## Directions
Exactly reproduce each entry, leaving out nothing.

## Provided data
********************

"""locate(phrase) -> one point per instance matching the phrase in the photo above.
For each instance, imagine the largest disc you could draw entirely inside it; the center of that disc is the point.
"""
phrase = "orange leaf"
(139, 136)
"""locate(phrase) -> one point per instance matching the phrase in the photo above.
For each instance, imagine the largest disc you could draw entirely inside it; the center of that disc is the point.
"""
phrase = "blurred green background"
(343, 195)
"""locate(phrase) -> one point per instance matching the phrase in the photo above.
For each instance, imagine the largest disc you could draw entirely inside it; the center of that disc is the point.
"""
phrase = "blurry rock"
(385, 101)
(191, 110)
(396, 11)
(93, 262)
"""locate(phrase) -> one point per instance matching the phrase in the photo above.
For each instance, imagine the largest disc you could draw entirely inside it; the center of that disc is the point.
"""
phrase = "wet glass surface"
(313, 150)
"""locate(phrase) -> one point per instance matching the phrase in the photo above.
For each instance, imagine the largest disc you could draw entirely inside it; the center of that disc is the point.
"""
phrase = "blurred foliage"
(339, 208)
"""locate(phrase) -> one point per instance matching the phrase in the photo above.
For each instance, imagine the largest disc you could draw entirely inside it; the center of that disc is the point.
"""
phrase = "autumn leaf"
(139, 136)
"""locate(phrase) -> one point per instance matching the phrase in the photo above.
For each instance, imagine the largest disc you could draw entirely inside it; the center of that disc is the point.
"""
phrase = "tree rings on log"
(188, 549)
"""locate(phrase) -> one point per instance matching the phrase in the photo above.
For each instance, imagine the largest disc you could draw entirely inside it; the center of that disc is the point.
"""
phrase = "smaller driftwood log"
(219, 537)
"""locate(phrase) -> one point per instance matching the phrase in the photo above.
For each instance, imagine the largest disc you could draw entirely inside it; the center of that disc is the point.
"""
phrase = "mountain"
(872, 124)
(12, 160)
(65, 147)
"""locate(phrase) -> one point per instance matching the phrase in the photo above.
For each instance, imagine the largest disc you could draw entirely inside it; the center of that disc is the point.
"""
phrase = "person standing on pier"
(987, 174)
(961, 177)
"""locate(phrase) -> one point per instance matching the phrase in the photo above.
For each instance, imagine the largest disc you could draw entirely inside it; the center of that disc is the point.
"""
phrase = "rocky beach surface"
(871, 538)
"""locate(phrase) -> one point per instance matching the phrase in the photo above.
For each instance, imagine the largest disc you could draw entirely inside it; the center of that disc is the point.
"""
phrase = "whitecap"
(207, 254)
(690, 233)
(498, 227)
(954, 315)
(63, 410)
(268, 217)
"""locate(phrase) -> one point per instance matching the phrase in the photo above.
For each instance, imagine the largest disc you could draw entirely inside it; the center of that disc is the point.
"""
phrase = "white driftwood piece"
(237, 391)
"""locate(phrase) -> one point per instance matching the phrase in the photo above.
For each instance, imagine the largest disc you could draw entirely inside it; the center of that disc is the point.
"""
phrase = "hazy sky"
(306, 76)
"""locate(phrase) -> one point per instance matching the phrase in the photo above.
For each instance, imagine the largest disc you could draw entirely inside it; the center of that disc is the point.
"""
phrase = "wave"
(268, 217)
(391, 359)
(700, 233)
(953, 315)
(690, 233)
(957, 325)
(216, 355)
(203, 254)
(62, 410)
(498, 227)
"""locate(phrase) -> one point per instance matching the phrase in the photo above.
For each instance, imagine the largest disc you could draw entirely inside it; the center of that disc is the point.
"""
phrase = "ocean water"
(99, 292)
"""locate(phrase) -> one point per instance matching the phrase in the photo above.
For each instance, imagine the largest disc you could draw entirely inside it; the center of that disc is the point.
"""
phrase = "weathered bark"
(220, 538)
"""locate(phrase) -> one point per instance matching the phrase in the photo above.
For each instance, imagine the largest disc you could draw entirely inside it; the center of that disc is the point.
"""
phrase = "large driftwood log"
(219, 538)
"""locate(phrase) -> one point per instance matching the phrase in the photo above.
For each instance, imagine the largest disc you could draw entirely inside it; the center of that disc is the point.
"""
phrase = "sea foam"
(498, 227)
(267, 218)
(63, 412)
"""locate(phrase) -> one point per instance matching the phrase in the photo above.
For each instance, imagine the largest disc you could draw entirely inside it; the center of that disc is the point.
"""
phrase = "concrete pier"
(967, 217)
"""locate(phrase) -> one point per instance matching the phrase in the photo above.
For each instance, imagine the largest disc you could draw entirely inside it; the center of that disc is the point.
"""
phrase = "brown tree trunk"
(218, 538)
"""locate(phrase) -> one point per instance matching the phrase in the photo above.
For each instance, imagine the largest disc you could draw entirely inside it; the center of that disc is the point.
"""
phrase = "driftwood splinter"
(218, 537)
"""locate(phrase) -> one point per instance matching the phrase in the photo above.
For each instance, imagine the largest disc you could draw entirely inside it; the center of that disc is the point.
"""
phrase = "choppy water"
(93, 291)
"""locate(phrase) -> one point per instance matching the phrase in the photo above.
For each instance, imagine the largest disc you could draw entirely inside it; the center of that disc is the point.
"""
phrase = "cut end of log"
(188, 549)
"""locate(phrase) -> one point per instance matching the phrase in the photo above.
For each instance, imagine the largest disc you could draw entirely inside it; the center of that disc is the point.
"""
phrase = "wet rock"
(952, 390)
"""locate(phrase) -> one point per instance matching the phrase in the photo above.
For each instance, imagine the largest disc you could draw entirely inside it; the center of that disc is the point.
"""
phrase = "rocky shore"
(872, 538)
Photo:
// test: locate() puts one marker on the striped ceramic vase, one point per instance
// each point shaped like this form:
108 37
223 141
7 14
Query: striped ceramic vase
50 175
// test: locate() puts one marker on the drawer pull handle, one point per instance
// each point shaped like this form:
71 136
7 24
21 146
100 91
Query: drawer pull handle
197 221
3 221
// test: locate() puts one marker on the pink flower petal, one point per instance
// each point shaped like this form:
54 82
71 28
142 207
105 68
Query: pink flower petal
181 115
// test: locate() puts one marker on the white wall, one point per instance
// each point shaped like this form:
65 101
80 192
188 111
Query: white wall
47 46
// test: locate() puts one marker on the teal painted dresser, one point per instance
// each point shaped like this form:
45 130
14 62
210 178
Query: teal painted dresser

********************

## Result of the task
"""locate(phrase) -> one point per instance matching the phrase in the photo above.
For each instance, imagine the largest disc you could draw entirely inside it; the center of that disc is the point.
"""
phrase = "orange leaf"
(139, 136)
"""locate(phrase) -> one point per instance matching the phrase in the photo above.
For each instance, imagine the largest disc you could draw entirely inside it; the center of that disc is the point.
"""
phrase = "blurred green background"
(343, 195)
"""locate(phrase) -> one point per instance matching the phrase in the photo above.
For each instance, imagine the largest disc you could draw entirely inside it; the center of that disc is the point.
"""
phrase = "blurry rock"
(385, 101)
(191, 110)
(396, 11)
(93, 262)
"""locate(phrase) -> one point per instance matching the phrase in the photo above.
For each instance, imagine the largest disc you could draw entirely inside it; the center of that disc is the point.
"""
phrase = "wet glass surface"
(313, 150)
"""locate(phrase) -> one point per instance matching the phrase in the photo above.
For each instance, imagine the largest disc you could draw entirely inside it; the center of that disc is the point.
"""
phrase = "blurred foliage"
(339, 208)
"""locate(phrase) -> one point per instance matching the phrase in the photo above.
For each instance, imagine the largest disc you could draw entirely inside it; the center of that disc is the point.
"""
phrase = "autumn leaf"
(139, 136)
"""locate(phrase) -> one point per instance matching the phrase in the photo above.
For each instance, imagine the largest disc you could draw entirely inside it; the center of that disc is the point.
"""
phrase = "tree rings on log"
(188, 549)
"""locate(phrase) -> one point per instance matching the phrase in the photo above.
For each instance, imagine the largest disc you could draw entirely inside it; the center of that disc is the point.
"""
phrase = "smaller driftwood log"
(219, 537)
"""locate(phrase) -> one point per instance matching the phrase in the photo above.
For each instance, imagine the largest disc you could draw entirely inside it; the center of that disc is the point.
"""
phrase = "mountain"
(872, 124)
(12, 160)
(65, 147)
"""locate(phrase) -> one point per instance matching the phrase in the photo above.
For each instance, imagine the largest disc you could draw entirely inside it; the center of that disc is the point.
"""
phrase = "person standing on pier"
(987, 174)
(961, 177)
"""locate(phrase) -> one point per instance matching the phrase in the photo above.
For each instance, imagine the largest disc you could draw entirely inside it; the center of that disc is the point.
"""
phrase = "rocky beach surface"
(871, 538)
"""locate(phrase) -> one point per instance matching the phrase in the photo above.
For each instance, imagine the largest disc you could draw entirely inside it; the center of that disc is the point.
"""
phrase = "whitecap"
(207, 254)
(690, 233)
(498, 227)
(954, 315)
(63, 410)
(268, 217)
"""locate(phrase) -> one point per instance matching the phrase in the photo above.
For each instance, imagine the largest disc you could draw entirely inside it; the center of that disc is the point.
"""
phrase = "white driftwood piece"
(237, 391)
"""locate(phrase) -> one point per instance matching the phrase in the photo above.
For each instance, imagine the largest disc you could draw entirely inside it; the center of that disc is the point.
"""
phrase = "hazy sky"
(306, 76)
"""locate(phrase) -> one point per instance matching the phrase in the photo above.
For each instance, imagine the largest disc you could draw entirely inside it; the center of that disc is the point.
"""
phrase = "wave"
(268, 217)
(391, 359)
(700, 233)
(953, 315)
(690, 233)
(957, 325)
(216, 355)
(203, 254)
(62, 410)
(498, 227)
"""locate(phrase) -> one point per instance matching the phrase in the photo above.
For each instance, imagine the largest disc you could draw entirely inside it; the center of that disc is the point.
"""
phrase = "ocean water"
(99, 292)
"""locate(phrase) -> one point per instance matching the phrase in the photo above.
For each instance, imagine the largest disc you could draw entirely inside it; the center of that disc is the point.
"""
phrase = "weathered bark"
(220, 538)
"""locate(phrase) -> one point per instance matching the phrase in the photo above.
For each instance, imagine the largest disc you could draw entirely inside it; the center of that disc is the point.
"""
phrase = "large driftwood log"
(219, 538)
"""locate(phrase) -> one point per instance matching the phrase in the photo above.
For each instance, imagine the largest disc you could draw entirely inside it; the center of that disc is the point.
"""
phrase = "sea foam"
(498, 227)
(267, 218)
(63, 412)
"""locate(phrase) -> one point per instance matching the phrase in the photo above.
For each instance, imagine the largest disc you could draw entirely inside it; the center of that disc is the point.
"""
phrase = "concrete pier"
(967, 217)
"""locate(phrase) -> one point per instance matching the phrase in the photo above.
For each instance, imagine the largest disc you could draw entirely inside it; the center of that disc is the point.
"""
phrase = "brown tree trunk"
(218, 538)
"""locate(phrase) -> one point per instance matching the phrase in the photo above.
For each instance, imagine the largest disc you could draw entirely inside it; the center of that disc is the point.
"""
phrase = "driftwood splinter"
(218, 537)
"""locate(phrase) -> one point per instance matching the phrase in the photo above.
For each instance, imagine the largest disc you could draw entirely inside it; the center of that disc is the point.
"""
phrase = "choppy water"
(93, 291)
"""locate(phrase) -> one point per instance matching the phrase in the photo above.
For each instance, imagine the largest disc you could draw entirely inside it; the center of that disc is the point.
"""
phrase = "cut end of log"
(188, 549)
"""locate(phrase) -> one point per instance matching the phrase in the photo above.
For each instance, imagine the largest disc you could draw entirely inside it; the center of that disc is the point.
"""
phrase = "wet rock"
(952, 390)
"""locate(phrase) -> one point per instance matching the phrase in the photo above.
For each instance, imagine the largest disc you could draw entirely inside it; the center of that disc is the point.
"""
phrase = "rocky shore"
(872, 538)
Photo:
// test: locate() puts one marker on the striped ceramic vase, one point per instance
// each point shaped like this form:
108 37
223 141
7 14
Query: striped ceramic vase
50 175
// test: locate() puts one marker on the drawer pull handle, one point per instance
// each point shaped like this form:
71 136
7 24
21 146
100 91
Query: drawer pull handle
197 221
3 221
// test: locate() puts one marker on the pink flower petal, one point per instance
// each point shaped like this form:
54 82
71 28
142 207
105 68
Query: pink flower petal
181 115
// test: locate() puts one marker on the white wall, one point per instance
// each point shaped like this form:
65 101
80 192
188 111
Query: white wall
47 46
// test: locate() puts one marker on the teal painted dresser, one point per instance
// each point shaped like this form:
45 130
14 62
210 178
Query: teal painted dresser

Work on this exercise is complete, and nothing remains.